_TO DO:_ Read the data and repeat all of it exactly.
++++ GIVEN DATA ++++
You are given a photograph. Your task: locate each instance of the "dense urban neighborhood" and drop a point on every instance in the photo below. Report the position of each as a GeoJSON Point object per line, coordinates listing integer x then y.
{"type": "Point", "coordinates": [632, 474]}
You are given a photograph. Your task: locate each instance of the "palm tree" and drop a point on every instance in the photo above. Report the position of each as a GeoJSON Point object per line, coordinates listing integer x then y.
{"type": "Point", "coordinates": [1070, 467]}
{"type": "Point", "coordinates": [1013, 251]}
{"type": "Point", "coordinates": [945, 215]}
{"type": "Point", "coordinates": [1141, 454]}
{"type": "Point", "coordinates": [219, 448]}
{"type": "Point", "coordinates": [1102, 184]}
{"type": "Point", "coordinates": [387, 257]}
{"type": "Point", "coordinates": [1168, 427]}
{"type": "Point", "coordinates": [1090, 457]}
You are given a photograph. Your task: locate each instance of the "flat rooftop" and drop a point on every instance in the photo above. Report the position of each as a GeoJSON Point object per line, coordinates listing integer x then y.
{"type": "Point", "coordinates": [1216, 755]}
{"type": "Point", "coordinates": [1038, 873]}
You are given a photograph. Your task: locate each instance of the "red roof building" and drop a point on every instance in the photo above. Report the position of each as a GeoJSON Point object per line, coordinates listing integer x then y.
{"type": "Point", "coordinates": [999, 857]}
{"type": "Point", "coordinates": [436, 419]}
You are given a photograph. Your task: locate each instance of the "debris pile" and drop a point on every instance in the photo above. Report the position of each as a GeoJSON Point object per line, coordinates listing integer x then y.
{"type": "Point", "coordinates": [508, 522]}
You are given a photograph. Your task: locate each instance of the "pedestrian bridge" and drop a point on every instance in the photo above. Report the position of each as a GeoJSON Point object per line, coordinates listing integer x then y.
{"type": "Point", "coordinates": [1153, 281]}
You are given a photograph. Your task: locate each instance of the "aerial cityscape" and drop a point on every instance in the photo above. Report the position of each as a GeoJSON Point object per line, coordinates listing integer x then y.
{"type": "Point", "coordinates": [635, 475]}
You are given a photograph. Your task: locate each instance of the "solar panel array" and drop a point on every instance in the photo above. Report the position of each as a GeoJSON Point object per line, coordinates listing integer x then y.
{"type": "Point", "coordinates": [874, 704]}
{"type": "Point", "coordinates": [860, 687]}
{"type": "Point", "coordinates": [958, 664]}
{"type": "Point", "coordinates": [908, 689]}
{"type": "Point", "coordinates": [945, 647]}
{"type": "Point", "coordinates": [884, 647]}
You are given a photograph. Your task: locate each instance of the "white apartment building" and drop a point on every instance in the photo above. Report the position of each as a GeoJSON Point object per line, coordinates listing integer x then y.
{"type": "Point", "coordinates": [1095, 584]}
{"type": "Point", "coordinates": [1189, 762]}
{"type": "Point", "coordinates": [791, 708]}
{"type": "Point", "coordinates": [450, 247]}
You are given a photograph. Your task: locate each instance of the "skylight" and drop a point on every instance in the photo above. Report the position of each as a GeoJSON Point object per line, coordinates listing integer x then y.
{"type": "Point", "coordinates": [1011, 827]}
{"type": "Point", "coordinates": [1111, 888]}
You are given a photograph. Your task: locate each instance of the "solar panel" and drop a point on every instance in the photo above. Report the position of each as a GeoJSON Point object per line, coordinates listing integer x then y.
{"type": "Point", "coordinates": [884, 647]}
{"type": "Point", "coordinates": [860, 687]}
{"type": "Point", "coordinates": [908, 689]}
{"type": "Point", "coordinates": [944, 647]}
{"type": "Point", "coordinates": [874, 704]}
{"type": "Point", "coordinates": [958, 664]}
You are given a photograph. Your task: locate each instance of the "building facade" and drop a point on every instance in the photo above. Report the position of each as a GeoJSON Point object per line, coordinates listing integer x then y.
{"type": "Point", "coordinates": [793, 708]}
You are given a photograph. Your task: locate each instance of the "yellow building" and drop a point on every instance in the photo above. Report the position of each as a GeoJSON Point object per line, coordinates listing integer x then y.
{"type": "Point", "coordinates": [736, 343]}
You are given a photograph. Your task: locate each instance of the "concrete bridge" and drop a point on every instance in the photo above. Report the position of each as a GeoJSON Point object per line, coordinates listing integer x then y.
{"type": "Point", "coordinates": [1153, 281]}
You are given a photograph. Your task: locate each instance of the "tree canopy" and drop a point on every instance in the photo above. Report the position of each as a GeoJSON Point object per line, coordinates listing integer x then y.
++++
_ANSWER BELOW:_
You are given a photograph. Your task: locate each instance of the "dense urban neighborhood" and drop a point on every instance in the photo below. Report the position of each as a GeoJSON Point object per line, coordinates listing integer x then y.
{"type": "Point", "coordinates": [632, 474]}
You are given a photograph. Your task: locate each instance of the "palm tree" and drop a point on every instance in the photo above. Report the position of each as a GeoJSON Point object per line, coordinates listing integer x then y.
{"type": "Point", "coordinates": [1070, 467]}
{"type": "Point", "coordinates": [1013, 251]}
{"type": "Point", "coordinates": [945, 215]}
{"type": "Point", "coordinates": [1141, 454]}
{"type": "Point", "coordinates": [219, 448]}
{"type": "Point", "coordinates": [1102, 184]}
{"type": "Point", "coordinates": [387, 257]}
{"type": "Point", "coordinates": [1168, 427]}
{"type": "Point", "coordinates": [1090, 457]}
You are given a photograph. Your task: locate each instance of the "flat rooftop" and drop a point on every instance in the photo above. Report the position of each as a GeoJSON Point object per line, coordinates listing integer x then y.
{"type": "Point", "coordinates": [1216, 755]}
{"type": "Point", "coordinates": [1038, 873]}
You are given a photograph. Your task: locate each instance of the "red roof building" and drop a point on every instance in the photo above. Report the position of each as a GeoJSON Point object per line, coordinates listing integer x then y.
{"type": "Point", "coordinates": [999, 857]}
{"type": "Point", "coordinates": [436, 419]}
You are given a photograph. Your task: locate each instance of the "debris pile" and drop a point on every instance in the photo above. Report the position of each as a GeoJSON Point object per line, coordinates listing integer x then y.
{"type": "Point", "coordinates": [508, 522]}
You are given a photograph. Your task: locate each instance of the "pedestrian bridge" and drop a point on every instance in the photo above. Report the position of each as a GeoJSON Point object per line, coordinates listing integer x then y.
{"type": "Point", "coordinates": [1153, 281]}
You are given a photograph. Your task: locate each instance of the "aerial cityscape" and drop a point on every instance in the photo above. Report the position of each as a GeoJSON Point object per line, coordinates listing integer x then y.
{"type": "Point", "coordinates": [635, 475]}
You are given a photograph. Your task: locate each instance of the "solar panel array" and drop a point on every instance in the photo above. Report the position of each as a GeoJSON Point object per line, coordinates listing integer x then y.
{"type": "Point", "coordinates": [874, 704]}
{"type": "Point", "coordinates": [860, 687]}
{"type": "Point", "coordinates": [958, 664]}
{"type": "Point", "coordinates": [908, 689]}
{"type": "Point", "coordinates": [945, 647]}
{"type": "Point", "coordinates": [884, 647]}
You are given a photograph. Your task: locate each instance of the "white apartment building" and drop a point on every instance in the photo above. Report the position of each as a GeoJSON Point object per line, coordinates listing integer x then y.
{"type": "Point", "coordinates": [1095, 584]}
{"type": "Point", "coordinates": [1189, 762]}
{"type": "Point", "coordinates": [791, 708]}
{"type": "Point", "coordinates": [450, 247]}
You are given a photograph. Your task: locate each instance of the "skylight" and drop a point on every instance in the photo above. Report the position of each as a GeoJSON Point object per line, coordinates listing integer x then y.
{"type": "Point", "coordinates": [1011, 827]}
{"type": "Point", "coordinates": [1111, 888]}
You are given a photograph. Your task: locate each instance of the "solar panel" and drop a point on every instance in the photo above. Report the position of each as a GeoJSON Point object per line, coordinates listing integer x then y.
{"type": "Point", "coordinates": [884, 647]}
{"type": "Point", "coordinates": [860, 687]}
{"type": "Point", "coordinates": [908, 689]}
{"type": "Point", "coordinates": [944, 647]}
{"type": "Point", "coordinates": [874, 704]}
{"type": "Point", "coordinates": [958, 664]}
You are given a photograph. Your task: locate each instance of the "building facade" and drop a point on every instance in the photo above. Report the position of each as a GeoJSON Point object per line, coordinates listing integer x then y.
{"type": "Point", "coordinates": [793, 708]}
You are given a photograph. Your task: locate each instance of the "yellow building" and drop a point on every instance in the photo above. Report the position of each as a GeoJSON Point object per line, coordinates listing integer x then y.
{"type": "Point", "coordinates": [736, 343]}
You are given a photograph. Your task: locate each instance of the "concrete bridge" and drop a point on every instance in the photo above. Report the position of each as a GeoJSON Point object per line, coordinates listing integer x then y.
{"type": "Point", "coordinates": [1153, 281]}
You are given a photograph. Your task: locate each instance of the "tree canopy" and drop a point on every instance in the photo above. Report the position of each as a GeoJSON Point object per line, coordinates listing integer x then y.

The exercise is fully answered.